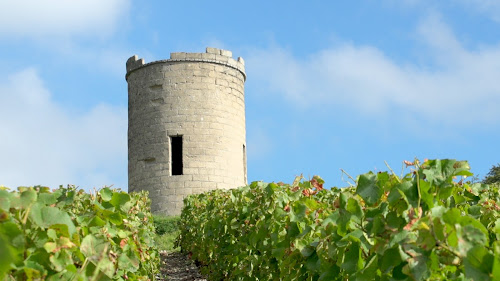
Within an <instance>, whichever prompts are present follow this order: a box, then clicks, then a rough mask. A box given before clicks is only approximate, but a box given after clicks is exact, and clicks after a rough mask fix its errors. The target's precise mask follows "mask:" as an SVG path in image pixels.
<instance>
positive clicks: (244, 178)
mask: <svg viewBox="0 0 500 281" xmlns="http://www.w3.org/2000/svg"><path fill="white" fill-rule="evenodd" d="M243 178H244V180H245V184H247V150H246V147H245V145H243Z"/></svg>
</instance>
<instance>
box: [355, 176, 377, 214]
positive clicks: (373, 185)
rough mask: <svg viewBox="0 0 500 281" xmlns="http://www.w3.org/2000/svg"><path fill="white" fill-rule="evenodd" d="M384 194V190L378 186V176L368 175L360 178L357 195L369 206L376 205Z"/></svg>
mask: <svg viewBox="0 0 500 281" xmlns="http://www.w3.org/2000/svg"><path fill="white" fill-rule="evenodd" d="M383 192H384V190H383V189H382V188H380V187H379V186H377V176H376V175H375V174H373V173H367V174H363V175H360V176H359V178H358V185H357V188H356V193H357V194H359V196H361V198H363V200H365V202H366V204H367V205H369V206H373V205H375V204H376V203H377V202H378V200H379V199H380V197H381V196H382V194H383Z"/></svg>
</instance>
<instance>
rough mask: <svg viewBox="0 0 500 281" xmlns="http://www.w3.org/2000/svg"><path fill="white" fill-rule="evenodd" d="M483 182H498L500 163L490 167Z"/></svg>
mask: <svg viewBox="0 0 500 281" xmlns="http://www.w3.org/2000/svg"><path fill="white" fill-rule="evenodd" d="M483 183H484V184H492V183H499V184H500V164H497V165H496V166H493V167H491V169H490V171H489V172H488V174H487V175H486V177H485V178H484V180H483Z"/></svg>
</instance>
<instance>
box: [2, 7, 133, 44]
mask: <svg viewBox="0 0 500 281" xmlns="http://www.w3.org/2000/svg"><path fill="white" fill-rule="evenodd" d="M129 9H130V0H106V1H102V0H71V1H67V0H7V1H3V2H2V9H0V34H4V35H5V34H9V35H14V36H19V37H36V38H41V37H44V36H71V35H82V34H86V35H106V34H109V33H110V32H112V31H114V30H115V29H116V27H117V22H118V21H119V19H120V18H121V17H123V16H124V15H126V14H127V13H128V11H129Z"/></svg>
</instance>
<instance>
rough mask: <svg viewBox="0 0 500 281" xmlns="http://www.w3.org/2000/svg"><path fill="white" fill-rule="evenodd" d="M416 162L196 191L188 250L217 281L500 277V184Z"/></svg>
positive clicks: (189, 236) (184, 225) (495, 279)
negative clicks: (240, 186) (340, 182)
mask: <svg viewBox="0 0 500 281" xmlns="http://www.w3.org/2000/svg"><path fill="white" fill-rule="evenodd" d="M407 165H408V166H410V168H411V171H410V173H408V174H406V175H403V176H397V175H395V174H394V173H389V172H379V173H372V172H370V173H366V174H363V175H360V176H359V177H357V179H356V186H353V187H351V188H344V189H336V188H333V189H331V190H326V189H324V188H323V184H324V182H323V180H322V179H321V178H319V177H313V178H312V179H311V180H304V179H302V178H297V179H296V180H295V181H294V183H293V184H291V185H288V184H283V183H270V184H265V183H262V182H254V183H252V184H251V185H249V186H246V187H242V188H239V189H234V190H214V191H211V192H207V193H204V194H200V195H192V196H190V197H188V198H186V199H185V201H184V203H185V205H184V209H183V212H182V215H181V234H180V238H179V245H180V246H181V248H182V250H183V251H184V252H185V253H186V254H188V255H189V256H190V257H191V258H192V259H194V260H195V261H197V263H198V264H200V265H201V267H202V272H203V273H204V274H205V275H207V276H208V277H209V280H360V281H362V280H367V281H368V280H476V281H481V280H500V190H499V186H498V185H484V184H481V183H470V182H466V180H465V178H466V177H469V176H472V174H471V173H470V171H469V170H470V168H469V165H468V163H467V162H465V161H454V160H430V161H425V162H423V163H419V162H418V161H417V160H416V161H415V162H413V163H409V162H407Z"/></svg>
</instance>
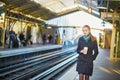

● Exercise requirements: Please repeat the data above exactly as it appears, pictures excluded.

● Response to this exercise:
Within an <instance>, whichever prompts are present follow this order: a box, then clicks, then a rough mask. A box given before clicks is only approximate, but a box given after clicks is exact, and clicks after a rough mask fix its errors. The target's precise mask follows "mask:" as an SVG path in image pixels.
<instance>
positive clicks: (244, 178)
mask: <svg viewBox="0 0 500 281" xmlns="http://www.w3.org/2000/svg"><path fill="white" fill-rule="evenodd" d="M243 178H244V180H245V184H247V150H246V147H245V145H243Z"/></svg>
</instance>
<instance>
box: [355, 176, 377, 214]
positive clicks: (373, 185)
rough mask: <svg viewBox="0 0 500 281" xmlns="http://www.w3.org/2000/svg"><path fill="white" fill-rule="evenodd" d="M384 194V190L378 186V176L368 175L360 178L357 195L369 206L376 205Z"/></svg>
mask: <svg viewBox="0 0 500 281" xmlns="http://www.w3.org/2000/svg"><path fill="white" fill-rule="evenodd" d="M383 192H384V190H383V189H382V188H380V187H379V186H377V176H376V175H375V174H373V173H367V174H363V175H360V176H359V178H358V185H357V188H356V193H357V194H359V196H361V198H363V200H365V202H366V204H367V205H369V206H373V205H375V204H376V203H377V202H378V200H379V199H380V197H381V196H382V194H383Z"/></svg>
</instance>
<instance>
rough mask: <svg viewBox="0 0 500 281" xmlns="http://www.w3.org/2000/svg"><path fill="white" fill-rule="evenodd" d="M483 182H498L500 163L490 167Z"/></svg>
mask: <svg viewBox="0 0 500 281" xmlns="http://www.w3.org/2000/svg"><path fill="white" fill-rule="evenodd" d="M483 183H484V184H492V183H499V184H500V164H497V165H496V166H493V167H491V169H490V171H489V172H488V174H487V175H486V177H485V178H484V180H483Z"/></svg>
</instance>
<instance>
box: [2, 7, 133, 44]
mask: <svg viewBox="0 0 500 281" xmlns="http://www.w3.org/2000/svg"><path fill="white" fill-rule="evenodd" d="M129 9H130V0H106V1H102V0H71V1H67V0H7V1H3V2H2V9H0V34H4V35H5V34H9V35H14V36H19V37H36V38H41V37H44V36H71V35H82V34H86V35H106V34H109V33H110V32H112V31H114V30H115V29H116V27H117V22H118V21H119V19H120V18H121V17H123V16H124V15H126V14H127V13H128V11H129Z"/></svg>
</instance>
<instance>
rough mask: <svg viewBox="0 0 500 281" xmlns="http://www.w3.org/2000/svg"><path fill="white" fill-rule="evenodd" d="M416 162L196 191L188 250L217 281L500 277V184Z"/></svg>
positive clicks: (189, 236) (184, 225) (495, 279)
negative clicks: (240, 186) (340, 182)
mask: <svg viewBox="0 0 500 281" xmlns="http://www.w3.org/2000/svg"><path fill="white" fill-rule="evenodd" d="M407 165H408V166H410V168H411V171H410V173H408V174H406V175H403V176H397V175H395V174H394V173H389V172H379V173H372V172H370V173H366V174H363V175H360V176H359V177H357V179H356V186H353V187H351V188H344V189H336V188H333V189H331V190H326V189H324V188H323V184H324V182H323V180H322V179H321V178H319V177H313V178H312V179H311V180H304V179H302V178H297V179H296V180H295V181H294V183H293V184H291V185H288V184H283V183H270V184H265V183H262V182H254V183H252V184H251V185H249V186H246V187H242V188H239V189H234V190H214V191H211V192H207V193H204V194H200V195H192V196H190V197H188V198H186V199H185V201H184V203H185V205H184V209H183V212H182V215H181V234H180V238H179V245H180V246H181V248H182V250H183V251H184V252H185V253H186V254H188V255H189V256H190V257H191V258H192V259H194V260H195V261H197V263H198V264H200V265H201V267H202V272H203V273H204V274H205V275H207V276H208V277H209V280H360V281H362V280H367V281H368V280H476V281H481V280H500V190H499V186H498V185H484V184H481V183H470V182H466V180H465V178H466V177H469V176H472V174H471V173H470V171H469V170H470V168H469V165H468V163H467V162H465V161H454V160H430V161H425V162H423V163H419V162H418V161H417V160H416V161H415V162H413V163H409V162H407Z"/></svg>
</instance>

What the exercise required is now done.